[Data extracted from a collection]
= = = = = = =
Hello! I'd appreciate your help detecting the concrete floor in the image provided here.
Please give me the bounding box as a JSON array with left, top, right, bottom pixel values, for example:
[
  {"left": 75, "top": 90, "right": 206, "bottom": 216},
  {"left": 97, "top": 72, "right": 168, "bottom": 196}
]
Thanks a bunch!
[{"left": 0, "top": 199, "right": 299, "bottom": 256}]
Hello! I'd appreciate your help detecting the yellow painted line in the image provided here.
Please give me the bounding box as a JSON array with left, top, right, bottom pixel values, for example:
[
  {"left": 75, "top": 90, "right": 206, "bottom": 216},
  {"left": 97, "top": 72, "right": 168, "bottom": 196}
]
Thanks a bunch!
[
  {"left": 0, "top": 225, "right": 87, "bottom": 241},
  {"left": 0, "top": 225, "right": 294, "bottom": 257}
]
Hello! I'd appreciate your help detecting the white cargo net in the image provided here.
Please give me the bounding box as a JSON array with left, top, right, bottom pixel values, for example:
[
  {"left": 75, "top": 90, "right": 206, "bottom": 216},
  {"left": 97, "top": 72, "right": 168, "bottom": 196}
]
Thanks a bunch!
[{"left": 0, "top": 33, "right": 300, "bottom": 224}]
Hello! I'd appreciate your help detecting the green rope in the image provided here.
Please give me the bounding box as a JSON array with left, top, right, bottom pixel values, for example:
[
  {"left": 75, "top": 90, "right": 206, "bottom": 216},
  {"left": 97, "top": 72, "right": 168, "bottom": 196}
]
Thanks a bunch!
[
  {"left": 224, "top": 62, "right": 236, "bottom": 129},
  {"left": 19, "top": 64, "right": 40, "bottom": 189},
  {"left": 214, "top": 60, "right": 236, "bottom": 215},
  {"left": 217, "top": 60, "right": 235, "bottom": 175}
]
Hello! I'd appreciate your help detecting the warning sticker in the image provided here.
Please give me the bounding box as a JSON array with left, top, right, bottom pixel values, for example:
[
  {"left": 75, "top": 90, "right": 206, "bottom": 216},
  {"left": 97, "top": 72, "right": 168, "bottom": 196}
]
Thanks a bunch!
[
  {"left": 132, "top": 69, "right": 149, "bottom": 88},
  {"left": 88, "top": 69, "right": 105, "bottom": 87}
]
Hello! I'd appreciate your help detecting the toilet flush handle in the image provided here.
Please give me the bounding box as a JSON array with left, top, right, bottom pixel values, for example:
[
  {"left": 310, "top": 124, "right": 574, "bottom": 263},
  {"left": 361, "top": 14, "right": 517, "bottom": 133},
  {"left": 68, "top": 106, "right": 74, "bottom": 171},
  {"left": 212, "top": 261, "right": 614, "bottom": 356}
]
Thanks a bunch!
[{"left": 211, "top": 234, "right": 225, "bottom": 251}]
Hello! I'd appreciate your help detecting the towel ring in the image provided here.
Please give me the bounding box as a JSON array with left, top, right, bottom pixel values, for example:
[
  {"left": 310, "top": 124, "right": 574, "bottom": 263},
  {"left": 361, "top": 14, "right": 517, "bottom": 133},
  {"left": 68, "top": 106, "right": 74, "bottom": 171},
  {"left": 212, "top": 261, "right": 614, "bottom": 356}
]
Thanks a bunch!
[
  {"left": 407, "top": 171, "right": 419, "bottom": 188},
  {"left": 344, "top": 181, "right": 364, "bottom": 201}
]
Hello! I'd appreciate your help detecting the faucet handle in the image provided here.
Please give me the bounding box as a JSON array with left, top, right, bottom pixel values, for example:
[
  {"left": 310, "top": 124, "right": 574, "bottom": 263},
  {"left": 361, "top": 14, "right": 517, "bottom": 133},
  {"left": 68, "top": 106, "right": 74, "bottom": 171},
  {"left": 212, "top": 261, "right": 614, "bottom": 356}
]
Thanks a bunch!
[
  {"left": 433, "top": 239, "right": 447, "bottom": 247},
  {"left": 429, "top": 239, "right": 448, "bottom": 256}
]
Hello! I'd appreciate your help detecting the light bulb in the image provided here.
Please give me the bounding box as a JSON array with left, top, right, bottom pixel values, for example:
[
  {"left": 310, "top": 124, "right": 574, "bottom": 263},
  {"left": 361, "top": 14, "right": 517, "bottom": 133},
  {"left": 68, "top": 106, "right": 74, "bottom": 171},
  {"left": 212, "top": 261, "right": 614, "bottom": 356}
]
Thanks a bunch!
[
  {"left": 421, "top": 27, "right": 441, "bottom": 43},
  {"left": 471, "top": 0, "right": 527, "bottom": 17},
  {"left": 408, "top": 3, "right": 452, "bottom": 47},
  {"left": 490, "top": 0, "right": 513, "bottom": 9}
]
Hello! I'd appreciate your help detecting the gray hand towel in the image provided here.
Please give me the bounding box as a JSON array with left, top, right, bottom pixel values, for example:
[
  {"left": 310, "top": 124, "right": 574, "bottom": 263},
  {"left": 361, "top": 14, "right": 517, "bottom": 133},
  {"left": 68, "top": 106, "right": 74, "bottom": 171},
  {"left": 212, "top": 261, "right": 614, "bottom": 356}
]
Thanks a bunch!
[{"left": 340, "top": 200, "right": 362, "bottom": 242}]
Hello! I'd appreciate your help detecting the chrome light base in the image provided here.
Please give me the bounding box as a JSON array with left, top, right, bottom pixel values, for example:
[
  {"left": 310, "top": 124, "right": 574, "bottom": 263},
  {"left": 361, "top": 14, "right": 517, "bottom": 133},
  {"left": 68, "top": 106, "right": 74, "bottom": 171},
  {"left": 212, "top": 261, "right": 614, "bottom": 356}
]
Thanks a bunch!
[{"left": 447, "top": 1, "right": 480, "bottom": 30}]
= = = = = = =
◆ PROBLEM REQUIREMENTS: The answer must consist of every line above that holds the string "handle", copied exactly.

◆ SOLUTION:
Hello! I'd appreciate your help detecting the toilet flush handle in the image provided here.
Hello! I'd appreciate your help detecting the faucet handle in the image provided here.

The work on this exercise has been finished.